Natural language region descriptions
==*==

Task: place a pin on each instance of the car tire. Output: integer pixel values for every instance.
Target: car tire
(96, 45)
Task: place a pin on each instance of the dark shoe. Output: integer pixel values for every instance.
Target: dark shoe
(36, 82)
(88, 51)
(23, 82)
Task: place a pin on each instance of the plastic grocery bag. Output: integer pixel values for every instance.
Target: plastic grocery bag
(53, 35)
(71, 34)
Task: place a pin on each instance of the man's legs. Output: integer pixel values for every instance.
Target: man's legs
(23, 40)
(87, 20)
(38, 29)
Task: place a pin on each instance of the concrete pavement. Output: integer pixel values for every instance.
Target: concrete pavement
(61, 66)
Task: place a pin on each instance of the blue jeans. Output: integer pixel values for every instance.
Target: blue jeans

==*==

*EXERCISE OBJECTIVE*
Filter the entries and copy out every line with the word "blue".

*ANSWER FOR THE TASK*
Task: place a pin on each instance of the blue jeans. Output: integer pixel values for every instance.
Target: blue jeans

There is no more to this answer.